## GOAL
Recast every line of the rows below as a Markdown table with the columns Line No. and Content, numbering the lines in order and omitting blank ones. Leave the pictures out of the table.

** Begin ENTRIES **

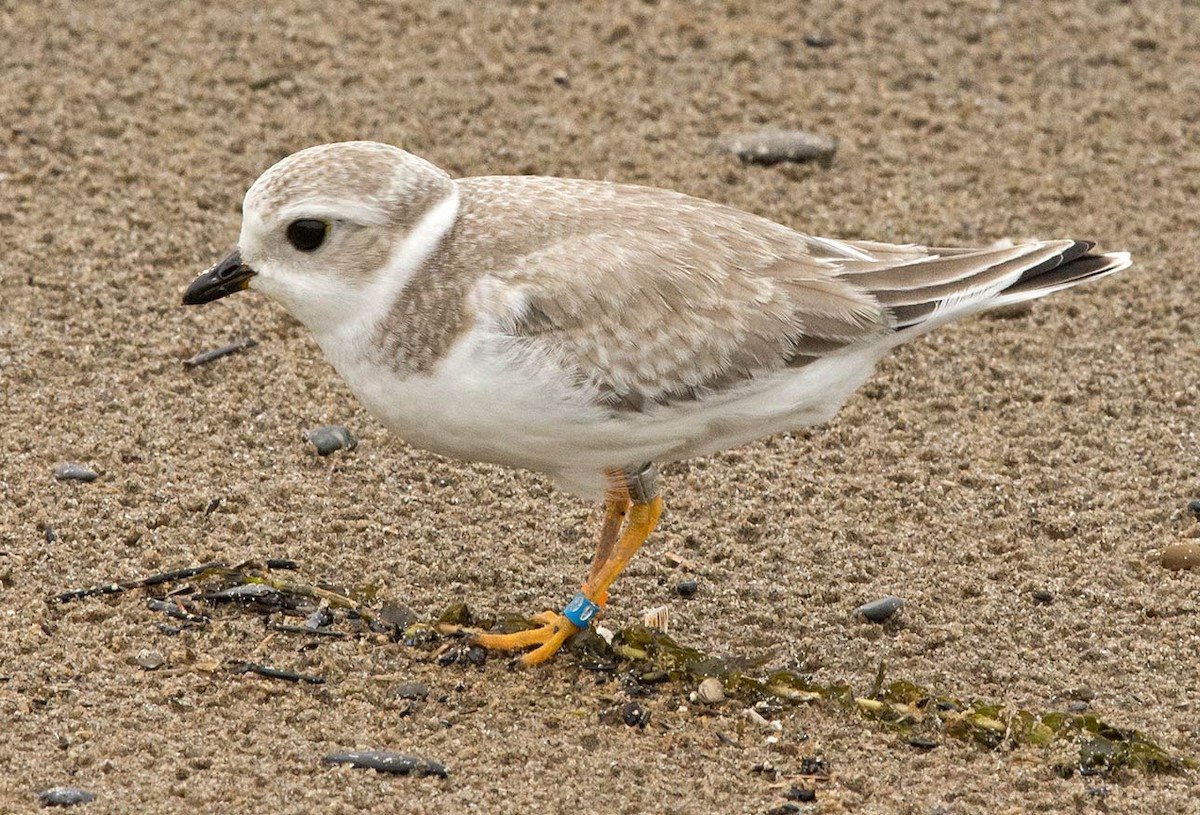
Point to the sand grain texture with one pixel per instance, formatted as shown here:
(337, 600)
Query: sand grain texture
(1054, 450)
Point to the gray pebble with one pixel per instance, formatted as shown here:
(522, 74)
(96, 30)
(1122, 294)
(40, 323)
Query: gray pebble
(687, 588)
(412, 690)
(634, 714)
(150, 659)
(877, 611)
(771, 147)
(70, 472)
(711, 691)
(389, 762)
(331, 438)
(65, 796)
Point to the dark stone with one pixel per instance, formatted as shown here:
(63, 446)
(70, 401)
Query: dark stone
(877, 611)
(65, 796)
(331, 438)
(412, 690)
(635, 714)
(70, 472)
(389, 762)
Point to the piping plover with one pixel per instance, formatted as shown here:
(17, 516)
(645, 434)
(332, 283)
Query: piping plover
(588, 330)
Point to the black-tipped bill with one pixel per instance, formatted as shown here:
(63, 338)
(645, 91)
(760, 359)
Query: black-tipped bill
(222, 280)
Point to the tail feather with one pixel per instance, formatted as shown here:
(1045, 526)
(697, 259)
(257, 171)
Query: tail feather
(949, 287)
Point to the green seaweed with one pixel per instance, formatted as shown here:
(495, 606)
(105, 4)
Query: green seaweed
(904, 707)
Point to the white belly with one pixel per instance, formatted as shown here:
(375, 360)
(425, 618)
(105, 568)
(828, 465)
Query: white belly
(484, 402)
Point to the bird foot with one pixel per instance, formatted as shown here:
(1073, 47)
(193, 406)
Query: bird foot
(555, 629)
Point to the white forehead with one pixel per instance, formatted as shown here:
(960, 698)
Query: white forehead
(359, 179)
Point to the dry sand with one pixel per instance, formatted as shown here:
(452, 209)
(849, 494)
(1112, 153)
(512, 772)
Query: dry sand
(1051, 451)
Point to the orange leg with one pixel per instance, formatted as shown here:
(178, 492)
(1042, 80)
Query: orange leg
(612, 555)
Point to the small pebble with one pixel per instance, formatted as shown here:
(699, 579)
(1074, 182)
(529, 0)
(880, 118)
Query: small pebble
(412, 690)
(814, 766)
(389, 762)
(877, 611)
(65, 796)
(757, 719)
(150, 659)
(687, 588)
(70, 472)
(1181, 556)
(771, 147)
(711, 691)
(318, 618)
(634, 714)
(331, 438)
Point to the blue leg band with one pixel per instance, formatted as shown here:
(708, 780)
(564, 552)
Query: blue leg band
(581, 611)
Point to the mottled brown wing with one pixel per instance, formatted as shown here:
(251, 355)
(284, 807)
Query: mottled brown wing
(669, 315)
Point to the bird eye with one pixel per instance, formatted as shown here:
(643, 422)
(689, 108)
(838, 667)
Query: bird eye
(307, 234)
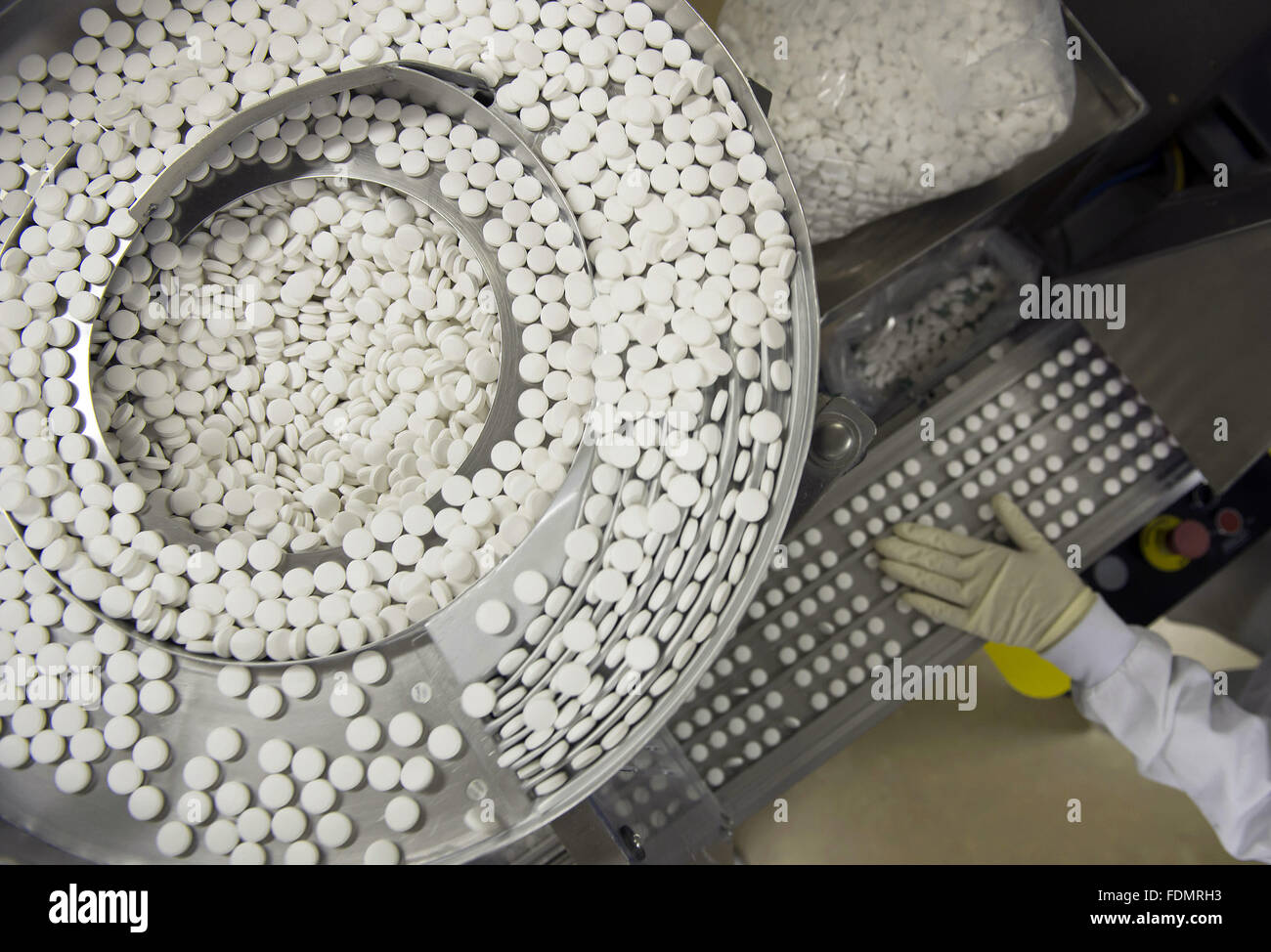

** End ENTRIES **

## WORKED ANSWER
| Line No. | Content |
|---|---|
| 1 | Point to the sand grain texture with one pixel per instance, formatted as shown here: |
| 2 | (337, 600) |
| 3 | Query: sand grain texture |
| 4 | (1054, 450) |
| 5 | Point to the gray pebble with one pixel per instance, formatted as shown here: |
| 6 | (522, 74) |
| 7 | (96, 30) |
| 8 | (1122, 294) |
| 9 | (40, 323) |
| 10 | Query: gray pebble |
| 11 | (687, 588) |
| 12 | (412, 690) |
| 13 | (634, 714) |
| 14 | (150, 659) |
| 15 | (877, 611) |
| 16 | (771, 147) |
| 17 | (70, 472) |
| 18 | (711, 691) |
| 19 | (389, 762) |
| 20 | (331, 438) |
| 21 | (65, 796) |
| 22 | Point to the dark stone with one pixel per instance, formatted as shown here: |
| 23 | (63, 446) |
| 24 | (70, 401) |
| 25 | Query: dark stone |
| 26 | (877, 611) |
| 27 | (65, 796) |
| 28 | (331, 438) |
| 29 | (412, 690) |
| 30 | (635, 714) |
| 31 | (70, 472) |
| 32 | (389, 762) |
| 33 | Point to the piping plover with one pixel per instance, formatted as shown here: |
| 34 | (17, 516) |
| 35 | (645, 434) |
| 36 | (332, 283) |
| 37 | Query: piping plover |
| 38 | (588, 330) |
| 39 | Point to the black-tipped bill with one pixel per instance, formatted as shown here: |
| 40 | (63, 338) |
| 41 | (645, 91) |
| 42 | (760, 359) |
| 43 | Query: black-tipped bill |
| 44 | (222, 280) |
| 45 | Point to the tail feather with one pixel per instance, formatted as shown here: |
| 46 | (1045, 526) |
| 47 | (697, 259) |
| 48 | (257, 171) |
| 49 | Query: tail feather |
| 50 | (949, 287) |
| 51 | Point to the green seaweed with one pixel per instance, formatted as shown here: |
| 52 | (495, 606) |
| 53 | (105, 4) |
| 54 | Query: green seaweed |
| 55 | (904, 707) |
| 56 | Point to the white belly with one pixel per instance, formatted as shown here: |
| 57 | (375, 360) |
| 58 | (425, 618) |
| 59 | (105, 568) |
| 60 | (828, 465) |
| 61 | Query: white belly |
| 62 | (484, 402) |
| 63 | Point to the bird foot with one pixel per instance, formatted as shown here: |
| 64 | (1073, 47) |
| 65 | (193, 406) |
| 66 | Query: bird foot |
| 67 | (555, 629) |
| 68 | Point to the white forehead with one pixel per instance, formatted as shown here: |
| 69 | (960, 698) |
| 70 | Query: white forehead |
| 71 | (359, 179) |
| 72 | Point to the dry sand with one pixel per instance, formatted as shown here: |
| 73 | (452, 209) |
| 74 | (849, 494) |
| 75 | (1112, 153) |
| 76 | (512, 772) |
| 77 | Query: dry sand |
| 78 | (1051, 451) |
| 79 | Point to the orange leg with one pixel per instance, formatted as shown here: |
| 80 | (178, 492) |
| 81 | (1042, 80) |
| 82 | Query: orange leg |
| 83 | (612, 555) |
| 84 | Point to the small pebble with one pixel per instance, formatted as shown here: |
| 85 | (699, 579) |
| 86 | (1074, 182) |
| 87 | (529, 0) |
| 88 | (880, 118) |
| 89 | Query: small pebble |
| 90 | (412, 690) |
| 91 | (814, 766) |
| 92 | (389, 762) |
| 93 | (877, 611) |
| 94 | (65, 796) |
| 95 | (757, 719) |
| 96 | (150, 659) |
| 97 | (687, 588) |
| 98 | (70, 472) |
| 99 | (1181, 556) |
| 100 | (771, 147) |
| 101 | (711, 691) |
| 102 | (318, 618) |
| 103 | (634, 714) |
| 104 | (331, 438) |
| 105 | Point to the blue leg band with one pixel per instance, formatted as shown here: |
| 106 | (708, 780) |
| 107 | (564, 552) |
| 108 | Query: blue leg band |
| 109 | (581, 611) |
| 110 | Point to the mottled brown wing with one pixel per instance, formatted as shown here: |
| 111 | (251, 355) |
| 112 | (284, 807) |
| 113 | Query: mottled brown wing |
| 114 | (669, 315) |
| 115 | Point to the bird eye with one pixel per instance, formatted as shown here: |
| 116 | (643, 422) |
| 117 | (689, 108) |
| 118 | (838, 667) |
| 119 | Query: bird eye |
| 120 | (307, 234) |